DATA FOR THIS EXERCISE below:
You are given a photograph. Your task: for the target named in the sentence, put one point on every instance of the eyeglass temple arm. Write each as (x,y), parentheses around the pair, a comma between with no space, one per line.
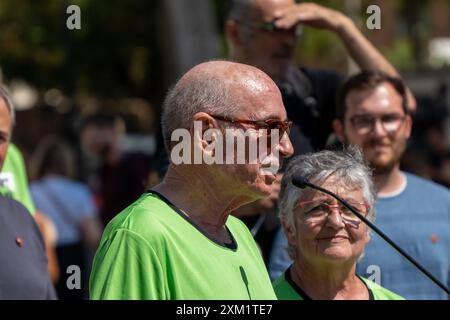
(302,183)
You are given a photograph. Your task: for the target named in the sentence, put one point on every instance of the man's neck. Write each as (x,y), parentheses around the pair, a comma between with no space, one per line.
(389,181)
(200,198)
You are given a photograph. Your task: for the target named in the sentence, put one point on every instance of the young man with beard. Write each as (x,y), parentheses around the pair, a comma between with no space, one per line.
(414,212)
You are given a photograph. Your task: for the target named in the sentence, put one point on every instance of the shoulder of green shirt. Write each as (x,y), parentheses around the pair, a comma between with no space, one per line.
(285,291)
(381,293)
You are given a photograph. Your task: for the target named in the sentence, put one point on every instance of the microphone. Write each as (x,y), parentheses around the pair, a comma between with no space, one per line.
(302,183)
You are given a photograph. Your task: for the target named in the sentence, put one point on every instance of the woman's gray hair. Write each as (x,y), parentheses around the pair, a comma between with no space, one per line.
(4,93)
(347,165)
(207,94)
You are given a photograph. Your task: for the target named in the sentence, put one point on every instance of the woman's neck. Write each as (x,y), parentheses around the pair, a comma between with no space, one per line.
(334,281)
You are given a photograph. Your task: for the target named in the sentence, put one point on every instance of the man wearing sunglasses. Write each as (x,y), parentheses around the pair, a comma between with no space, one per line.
(414,212)
(178,240)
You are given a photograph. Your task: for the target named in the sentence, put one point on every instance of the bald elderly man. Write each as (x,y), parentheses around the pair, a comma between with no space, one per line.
(178,240)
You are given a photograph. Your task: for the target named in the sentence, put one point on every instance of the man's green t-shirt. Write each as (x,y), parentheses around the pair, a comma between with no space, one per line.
(13,179)
(151,250)
(286,289)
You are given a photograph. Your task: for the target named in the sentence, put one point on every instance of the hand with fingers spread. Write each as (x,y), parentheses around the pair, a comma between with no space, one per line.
(313,15)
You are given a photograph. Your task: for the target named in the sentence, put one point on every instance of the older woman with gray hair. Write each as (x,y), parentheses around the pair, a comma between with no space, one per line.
(325,239)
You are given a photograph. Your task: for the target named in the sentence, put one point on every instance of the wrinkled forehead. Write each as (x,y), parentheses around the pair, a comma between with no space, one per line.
(335,184)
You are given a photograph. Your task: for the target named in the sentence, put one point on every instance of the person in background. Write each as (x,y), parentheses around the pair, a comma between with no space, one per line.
(265,33)
(23,261)
(372,113)
(70,205)
(116,177)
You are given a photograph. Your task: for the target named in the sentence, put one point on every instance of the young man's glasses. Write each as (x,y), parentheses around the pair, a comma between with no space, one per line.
(364,124)
(317,211)
(269,124)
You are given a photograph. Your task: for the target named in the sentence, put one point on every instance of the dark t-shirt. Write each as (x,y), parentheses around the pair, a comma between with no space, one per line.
(309,96)
(23,261)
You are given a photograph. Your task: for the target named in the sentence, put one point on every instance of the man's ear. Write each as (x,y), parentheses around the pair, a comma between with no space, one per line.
(232,33)
(338,128)
(201,122)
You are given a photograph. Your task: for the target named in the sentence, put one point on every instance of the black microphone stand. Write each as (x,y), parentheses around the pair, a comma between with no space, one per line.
(302,183)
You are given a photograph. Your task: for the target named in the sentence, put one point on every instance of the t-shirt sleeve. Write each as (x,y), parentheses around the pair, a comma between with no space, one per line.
(126,267)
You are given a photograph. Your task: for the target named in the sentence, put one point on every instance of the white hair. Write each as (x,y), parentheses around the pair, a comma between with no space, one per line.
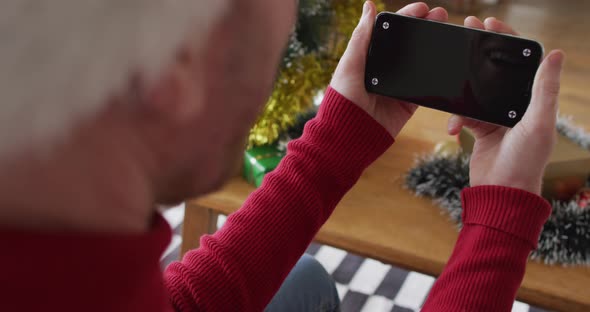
(61,59)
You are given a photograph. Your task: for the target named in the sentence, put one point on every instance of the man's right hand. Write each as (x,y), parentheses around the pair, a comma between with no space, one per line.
(516,157)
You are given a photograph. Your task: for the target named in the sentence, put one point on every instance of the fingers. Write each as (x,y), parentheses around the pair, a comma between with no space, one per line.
(480,129)
(495,25)
(418,9)
(437,14)
(491,24)
(353,60)
(542,112)
(474,22)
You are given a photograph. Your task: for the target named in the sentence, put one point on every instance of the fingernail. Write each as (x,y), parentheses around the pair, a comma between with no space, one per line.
(365,8)
(557,59)
(451,124)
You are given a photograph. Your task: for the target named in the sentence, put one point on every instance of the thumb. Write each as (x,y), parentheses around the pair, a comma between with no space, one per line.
(356,52)
(542,112)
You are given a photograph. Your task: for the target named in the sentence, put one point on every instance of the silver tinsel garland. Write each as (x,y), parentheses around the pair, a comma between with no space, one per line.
(565,238)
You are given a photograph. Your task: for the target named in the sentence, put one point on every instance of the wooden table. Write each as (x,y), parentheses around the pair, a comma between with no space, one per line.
(378,218)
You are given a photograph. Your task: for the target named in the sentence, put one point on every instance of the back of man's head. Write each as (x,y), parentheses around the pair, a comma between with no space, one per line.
(60,60)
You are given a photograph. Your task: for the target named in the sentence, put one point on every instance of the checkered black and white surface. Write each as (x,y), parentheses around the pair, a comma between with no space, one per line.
(364,284)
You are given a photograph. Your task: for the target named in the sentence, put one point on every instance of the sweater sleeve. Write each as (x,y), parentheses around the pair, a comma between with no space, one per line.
(240,267)
(501,227)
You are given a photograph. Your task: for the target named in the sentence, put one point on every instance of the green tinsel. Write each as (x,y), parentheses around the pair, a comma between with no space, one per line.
(315,47)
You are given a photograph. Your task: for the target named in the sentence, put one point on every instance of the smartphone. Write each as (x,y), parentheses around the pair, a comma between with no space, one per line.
(474,73)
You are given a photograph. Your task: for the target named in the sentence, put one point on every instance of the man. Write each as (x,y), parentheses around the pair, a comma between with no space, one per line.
(110,107)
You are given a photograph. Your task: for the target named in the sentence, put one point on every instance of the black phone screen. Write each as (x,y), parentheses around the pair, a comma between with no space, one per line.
(478,74)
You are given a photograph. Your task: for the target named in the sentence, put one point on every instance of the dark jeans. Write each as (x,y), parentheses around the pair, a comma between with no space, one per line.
(307,288)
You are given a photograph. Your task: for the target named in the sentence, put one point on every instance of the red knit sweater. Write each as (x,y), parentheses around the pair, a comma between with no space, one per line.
(240,267)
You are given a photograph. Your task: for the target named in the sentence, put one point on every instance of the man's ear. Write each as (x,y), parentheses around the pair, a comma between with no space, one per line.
(178,93)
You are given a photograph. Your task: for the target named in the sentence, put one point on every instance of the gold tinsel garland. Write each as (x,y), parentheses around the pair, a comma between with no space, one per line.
(300,80)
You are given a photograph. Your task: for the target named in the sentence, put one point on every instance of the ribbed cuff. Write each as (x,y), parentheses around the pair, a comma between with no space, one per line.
(355,136)
(510,210)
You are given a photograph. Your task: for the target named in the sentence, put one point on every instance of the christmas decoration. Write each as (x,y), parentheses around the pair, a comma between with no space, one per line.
(316,45)
(568,167)
(258,161)
(583,197)
(565,238)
End of DATA FOR THIS EXERCISE.
▶ _REQUIREMENT_: Quote every line of the records above exactly; no picture is to be copied.

▶ _ANSWER FOR THIS EXERCISE_:
You are given a photograph. Your task: for the target named in the sentence, put one point on every instance of the eyeglass temple arm. Write each as (x,y), parentheses around the pair, a comma between with no space, one per line.
(302,183)
You are given a photograph. Your task: for the target named in the sentence, put one point on every instance of the man's neck. Write each as (x,y), parentheses around the pair, a comma between with no space, one per line.
(389,181)
(200,198)
You are given a photograph. Your task: for the target named in the sentence, put one point on every instance of the young man with beard. Write each as (x,y), parentheses around the pair, a comma between with no space, one per line.
(414,212)
You are given a photograph. Your task: for the target named in the sentence, put one point on every instance of the shoulder of green shirt. Write each as (x,y), parentheses around the pair, a comma between with no space, one per line.
(285,291)
(381,293)
You are given a photograph. Your task: for the target named in the sentence, put one point on every instance of the microphone. Write each as (x,y), parentheses around the pair, a comma between with no space, one per line.
(302,183)
You are given a photograph. Your task: for the target named in the sentence, put one point on every instance of the woman's gray hair. Write each as (x,y), parentheses around the pair, a comma between with no space, one per line.
(4,93)
(347,165)
(207,94)
You are given a photograph. Your task: for the target named in the sentence, put one point on every instance of the woman's neck. Write each as (x,y), parentheses around the pair, a comma between with no space, one per line.
(334,281)
You are given a photograph. Your task: for the target named in the sentence, put one point on every instance of the man wearing sunglasses. Write each as (x,y), parentheses around the pair, a comma between with no space, one per line.
(414,212)
(178,240)
You are given a photograph. Your task: for the target named in the sentence, put one point on every instance of the bald elderly man. Write each as (x,y), parentheses around the pair, a comma between with no space, one per line.
(178,240)
You are given a photograph. Your task: for the target named in the sentence, put one point on every instance of the man's green t-shirt. Write each as (x,y), parentheses around the pair, a comma between with no space, one per line.
(13,179)
(151,250)
(286,289)
You are given a photograph. Your task: for the target named in the sentence, put one point on every instance of the hand with fingers spread. Write each as (x,y), parentheses around the pair, a comma between with no space, one per line.
(313,15)
You are given a photograph. Your task: for the target named in the sentence, put one point on every instance of the older woman with gray hair. Write each as (x,y), parentheses around the pair, a comma between with no space, one per line.
(325,239)
You are given a photograph. Your task: for the target named in the sentence, put one point on every instance of the wrinkled forehead. Write each as (x,y), parentheses around the pair, a comma between with no space, one per line.
(335,184)
You are given a photograph. Your task: for the target named in the sentence, put one point on every instance of the person in background. Write each as (x,y), parentheses around the pair, a comma between with no space, one per line.
(265,33)
(23,261)
(372,113)
(70,205)
(116,177)
You are given a photograph. Your task: for the target named in the sentence, put one point on every instance of the young man's glasses. Write each as (x,y), parentheses around the pair, a comma between with no space, one per line.
(364,124)
(317,211)
(269,124)
You are given a photograph. Your task: for the target named in the sentence, put one point on every instance of the dark t-shirt. Write each as (x,y), parentheses around the pair, a comma between with no space, one per line.
(309,96)
(23,261)
You are given a photograph. Your task: for the target named in the sentence, put one point on every instance of the man's ear. Write each as (x,y), parentheses around the pair, a comma between with no space, one per line.
(232,33)
(338,128)
(201,122)
You are given a photograph. Your task: for the target named in the sentence, put one point on every instance of the black microphone stand. Write each as (x,y), parentheses around the pair, a comma between with no space, one per line.
(302,183)
You are given a photograph. Your task: for the target named in the sentence, put one point on every instance of the t-shirt sleeve. Write each as (x,y), parentheses around the pair, a comma between with no space, one per line.
(126,267)
You are given a photograph. Your task: for the target named in the sentence, put one point on every instance of the white hair. Write each as (x,y), parentheses around the pair, a comma between with no space, one per line.
(61,59)
You are given a photograph. Your task: for the target named in the sentence, put one point on every instance of the man's right hand. Write each as (x,y), parentheses around the pair, a comma between with no space, one per line.
(516,157)
You are given a photograph. Your task: for the target named in the sentence, put one point on every instance of the fingers. Write each as (x,y), parentheses around the pair, a comma between with no space, one per line.
(480,129)
(495,25)
(418,9)
(437,14)
(491,24)
(353,60)
(542,112)
(474,22)
You are given a photograph. Your task: for the target named in the sentence, put one point on every instance of the fingernail. Write each as (x,y), parentheses around the pair, a comma between with no space, one per line.
(365,8)
(557,59)
(451,124)
You are given a photograph. Your task: for the target named in the sentence, put one point on every instance of the thumb. Write each as (x,y), parentheses around the pair, a comma between with no space, one per line.
(356,52)
(542,112)
You are given a photograph. Your task: for the target named in the sentence, put one point on every instance of the silver tinsel garland. Write each as (x,y), parentheses around the pair, a comma between with no space, one per line.
(565,238)
You are given a photograph. Your task: for the target named in the sentence, put one point on every instance of the wooden table. Write each as (x,y), parentheses around the pair, a comma between with no space, one per line.
(378,218)
You are given a photograph. Your task: for the target named in the sentence, put one point on every instance of the back of man's head. Write each as (x,y), parentheses around the pair, a comma between with no space, one per line.
(60,60)
You are given a photograph. Your task: for the target named in the sentence, put one point on every instance of the checkered black and white surface. Write each as (x,y), parentheses around the pair, a comma between with no space, one per line.
(364,284)
You are given a photograph. Your task: for the target named in the sentence, put one point on every instance of the sweater sleeve. Write each as (x,y), parentheses around the pair, a comma between with no space, one per line.
(240,267)
(501,227)
You are given a photograph. Your task: for the target named in the sentence, put one point on every instance of the green tinsel. Write each as (x,y), parentheses around the pair, a comma between with no space, one per line.
(315,47)
You are given a photograph. Your task: for the target named in the sentence, put one point on every instance of the smartphone. Write each as (x,y), parentheses around the pair, a comma between with no space, one per line.
(474,73)
You are given a photograph. Your task: for the target named in the sentence, put one point on every instance of the man. Write each as (x,y), parentheses around the pair, a comma between with no space, one per line.
(110,107)
You are given a photograph. Your task: for the target named in the sentence, put one point on every instance of the black phone screen. Write each as (x,y), parentheses around the pair, a comma between with no space, one per line.
(478,74)
You are given a photograph. Your task: for the target named in the sentence, put one point on every instance of the dark jeans. Write each as (x,y), parentheses around the pair, a comma between with no space, one per line.
(307,288)
You are given a photograph. Your task: for the target named in the sentence, put one point on every instance of the red knit sweater. Write each as (x,y), parentheses around the pair, a comma between with no space, one per line.
(240,267)
You are given a photograph. Your task: for the target named in the sentence, put one point on every instance of the man's ear. Write each as (x,y), parentheses around the pair, a comma between with no space, one per line.
(178,93)
You are given a photograph. Your task: for the target named in the sentence, put one point on every instance of the gold tinsel garland. Write each as (x,y), parentheses around the pair, a comma between with no space, one per line.
(300,80)
You are given a photograph. Your task: for the target named in the sentence, put one point on every instance of the ribbed cuff. Write each as (x,y), parentheses around the pair, a comma between with no space, one per line.
(355,136)
(510,210)
You are given a photograph. Your task: for the target named in the sentence, put one point on every instance of the christmas decoration. Write each as (x,y), parentheses around the pair, a comma between with no space, one per line.
(316,45)
(568,167)
(258,161)
(583,197)
(565,238)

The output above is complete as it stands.